• [WHAT THIS TASK INVOLVES] Output the data below in full, character for character.

+---+

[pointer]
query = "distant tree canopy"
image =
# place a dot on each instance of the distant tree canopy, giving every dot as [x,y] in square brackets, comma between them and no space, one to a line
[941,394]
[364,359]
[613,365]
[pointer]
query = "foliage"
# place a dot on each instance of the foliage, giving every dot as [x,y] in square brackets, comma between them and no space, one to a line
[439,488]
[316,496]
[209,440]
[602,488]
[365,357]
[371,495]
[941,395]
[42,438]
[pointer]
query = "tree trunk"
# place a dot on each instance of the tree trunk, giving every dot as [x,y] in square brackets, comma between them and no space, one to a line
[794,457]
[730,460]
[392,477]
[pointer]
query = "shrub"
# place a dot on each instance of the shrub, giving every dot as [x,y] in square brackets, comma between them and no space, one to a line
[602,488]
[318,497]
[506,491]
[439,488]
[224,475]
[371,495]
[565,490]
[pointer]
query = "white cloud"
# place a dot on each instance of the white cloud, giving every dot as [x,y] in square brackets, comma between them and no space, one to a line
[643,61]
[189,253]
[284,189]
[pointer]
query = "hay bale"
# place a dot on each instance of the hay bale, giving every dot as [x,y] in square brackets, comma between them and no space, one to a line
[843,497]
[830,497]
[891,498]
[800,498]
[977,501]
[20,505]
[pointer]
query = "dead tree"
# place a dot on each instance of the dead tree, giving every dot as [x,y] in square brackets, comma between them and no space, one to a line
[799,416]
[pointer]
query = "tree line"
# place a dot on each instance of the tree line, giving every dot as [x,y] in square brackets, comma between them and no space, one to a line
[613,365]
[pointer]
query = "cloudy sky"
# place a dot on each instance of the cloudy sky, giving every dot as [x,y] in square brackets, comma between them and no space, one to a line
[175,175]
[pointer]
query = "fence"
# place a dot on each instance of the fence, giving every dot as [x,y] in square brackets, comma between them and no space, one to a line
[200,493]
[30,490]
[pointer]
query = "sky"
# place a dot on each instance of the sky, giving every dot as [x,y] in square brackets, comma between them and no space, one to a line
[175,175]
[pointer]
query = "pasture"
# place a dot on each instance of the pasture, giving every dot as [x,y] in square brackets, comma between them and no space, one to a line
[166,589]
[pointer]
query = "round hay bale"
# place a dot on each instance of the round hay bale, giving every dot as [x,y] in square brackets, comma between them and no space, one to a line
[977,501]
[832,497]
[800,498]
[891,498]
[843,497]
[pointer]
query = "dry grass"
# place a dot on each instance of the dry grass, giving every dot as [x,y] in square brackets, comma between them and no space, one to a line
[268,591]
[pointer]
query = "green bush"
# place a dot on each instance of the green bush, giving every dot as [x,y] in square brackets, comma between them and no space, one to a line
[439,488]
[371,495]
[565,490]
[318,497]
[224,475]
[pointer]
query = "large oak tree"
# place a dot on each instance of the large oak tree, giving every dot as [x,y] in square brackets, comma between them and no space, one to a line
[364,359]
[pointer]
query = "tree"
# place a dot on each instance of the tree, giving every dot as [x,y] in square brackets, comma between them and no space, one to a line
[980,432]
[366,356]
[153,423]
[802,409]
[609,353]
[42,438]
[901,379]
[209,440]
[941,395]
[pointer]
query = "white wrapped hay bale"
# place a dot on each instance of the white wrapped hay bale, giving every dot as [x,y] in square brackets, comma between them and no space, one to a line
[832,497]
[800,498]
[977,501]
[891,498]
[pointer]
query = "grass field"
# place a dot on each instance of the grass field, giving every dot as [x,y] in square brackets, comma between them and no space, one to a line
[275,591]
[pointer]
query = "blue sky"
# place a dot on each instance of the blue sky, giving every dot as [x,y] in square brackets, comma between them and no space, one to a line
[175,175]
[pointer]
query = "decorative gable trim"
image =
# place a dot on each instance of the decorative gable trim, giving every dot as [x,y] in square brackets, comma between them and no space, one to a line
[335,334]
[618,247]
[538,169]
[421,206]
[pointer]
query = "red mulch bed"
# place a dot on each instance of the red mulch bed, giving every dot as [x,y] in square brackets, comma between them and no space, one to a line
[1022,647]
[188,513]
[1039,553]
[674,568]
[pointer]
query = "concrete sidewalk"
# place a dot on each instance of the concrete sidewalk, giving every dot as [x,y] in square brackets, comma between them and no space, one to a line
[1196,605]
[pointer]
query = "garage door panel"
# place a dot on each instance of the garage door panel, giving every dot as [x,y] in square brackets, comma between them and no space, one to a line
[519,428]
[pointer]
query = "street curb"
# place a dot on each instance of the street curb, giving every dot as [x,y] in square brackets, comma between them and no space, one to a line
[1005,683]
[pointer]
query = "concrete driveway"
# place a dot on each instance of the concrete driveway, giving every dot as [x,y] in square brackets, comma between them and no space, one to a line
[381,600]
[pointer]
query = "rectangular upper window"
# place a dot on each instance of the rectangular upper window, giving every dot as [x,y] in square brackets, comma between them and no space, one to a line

+---+

• [EXPECTED ANSWER]
[pointer]
query = "distant tree canopy"
image =
# place a dot on each instance of the distant tree canopy, giving every dot as [x,y] in square brackets, comma between them and no space, one to a line
[941,394]
[364,359]
[613,365]
[pointer]
query = "foliage"
# place a dot on each instance of the foliage, giving every dot as [x,y] in square brackets, comma between them and no space, one to a line
[439,488]
[316,496]
[209,440]
[602,488]
[365,357]
[371,495]
[941,395]
[42,438]
[pointer]
query = "tree trunk"
# place a dot on each instance of the tree trunk, giving every dot as [x,y] in square brackets, comma between them and no space, one to a line
[794,457]
[730,460]
[392,477]
[pointer]
query = "shrub"
# place a dot on each instance of the shrub, giving every dot as [x,y] in square brackets, comma between them and no space, one to a line
[602,488]
[318,497]
[506,491]
[439,488]
[224,475]
[371,495]
[565,490]
[pointer]
query = "white cloud"
# place a dot on each instance of the white cloud, giving every dot as [x,y] in square brackets, comma between them and no space, one to a line
[643,61]
[189,253]
[284,189]
[pointer]
query = "hay bale"
# place a dot on each instance of the hay bale, giving every dot as [x,y] in square brackets, comma between them and no space, one to a line
[843,497]
[830,497]
[891,498]
[800,498]
[977,501]
[20,505]
[pointer]
query = "dead tree"
# place a dot on each instance of the dead tree, giving every dot as [x,y] in square brackets, comma between them and no space, one to a line
[799,416]
[pointer]
query = "tree line"
# place a dot on each instance of the tree line, giving every dot as [x,y] in square brackets, comma between them and no space, one to a line
[613,365]
[pointer]
query = "cloudy sky"
# place a dot on each instance of the cloudy sky, giving every dot as [x,y] in square brackets, comma between them and no space, one to a line
[175,175]
[pointer]
query = "fence"
# place a dot on each instance of the fence, giving every dot as [x,y] in square brackets, comma between them and no space, one to a line
[200,493]
[30,490]
[pointer]
query = "sky"
# place a dot on each instance of the sky, giving every dot as [x,y] in square brackets, comma between them and no space, one to a line
[175,175]
[pointer]
query = "pasture"
# place a dot on each instance of the pasture, giving every dot as [x,y] in square brackets, comma between them and no space, one to a line
[166,589]
[pointer]
query = "round hay bale"
# place a dot on each instance of the round hay bale, giving every dot as [x,y] in square brackets, comma between them and no space, one to a line
[977,501]
[832,497]
[800,498]
[891,498]
[843,497]
[pointer]
query = "dry grass"
# place a dot on each instance of the dry grass, giving every dot as [x,y] in square brackets, comma between them and no space, one to a line
[268,591]
[pointer]
query = "green bush"
# place a dot on each instance of the green bush, giving every dot as [x,y] in square brackets, comma between them and no space, one to a line
[439,488]
[371,495]
[565,490]
[318,497]
[224,475]
[pointer]
query = "large oak tree"
# place a dot on each instance of the large oak tree, giving every dot as [x,y] in square brackets, comma between them and no space, one to a line
[364,359]
[pointer]
query = "tree"
# place a dot on each instance of the tree, giving every dot as [x,y] in square brackets, comma between them and no space, one to a line
[980,432]
[366,356]
[153,423]
[802,409]
[609,353]
[42,438]
[901,379]
[209,440]
[941,395]
[pointer]
query = "white wrapped hay bale"
# place a dot on each instance of the white wrapped hay bale, giving every dot as [x,y] in square brackets, comma between them and no space, one to a line
[832,497]
[800,498]
[977,501]
[891,498]
[pointer]
query = "grass field"
# place a dot on each instance of the grass field, giving every dot as [x,y] in square brackets, comma between them and no space, one to a line
[275,591]
[pointer]
query = "blue sky"
# place a dot on each instance of the blue sky, giving every dot as [x,y] in square brackets, comma between them and no space, one to a line
[175,175]
[pointer]
query = "decorative gable trim"
image =
# place a dot on each instance of the decorative gable trim, giving every dot as [x,y] in square brackets, comma between them and no space, one to a line
[335,334]
[618,247]
[538,169]
[421,206]
[pointer]
query = "red mulch bed"
# place a dot on each instance of the red mulch bed, giving every dot as [x,y] in square brackets, comma between them and no space, one to a line
[1022,647]
[188,513]
[1039,553]
[674,568]
[pointer]
query = "concrete sidewalk"
# place a dot on each instance of the concrete sidewalk, giving every dot as [x,y] in square brackets, comma between them and no space, one to a line
[1196,605]
[pointer]
query = "garage door panel"
# place a dot on each instance of the garage door panel, giving every dot as [x,y] in square brackets, comma between them and no space, one to a line
[519,428]
[pointer]
query = "street curb"
# place a dot on each instance of the street curb, giving every dot as [x,y] in square brackets, comma between them and no space, one to a line
[1005,683]
[pointer]
query = "concrete driveway"
# place a dot on each instance of the concrete driveway, giving every dot as [x,y] in square brackets, comma between them and no space, one to a line
[381,600]
[pointer]
query = "rectangular upper window"
# place a dot on each instance of the rectangular upper window, giving every dot as [x,y] in square brackets, comma between them and no space, one to a line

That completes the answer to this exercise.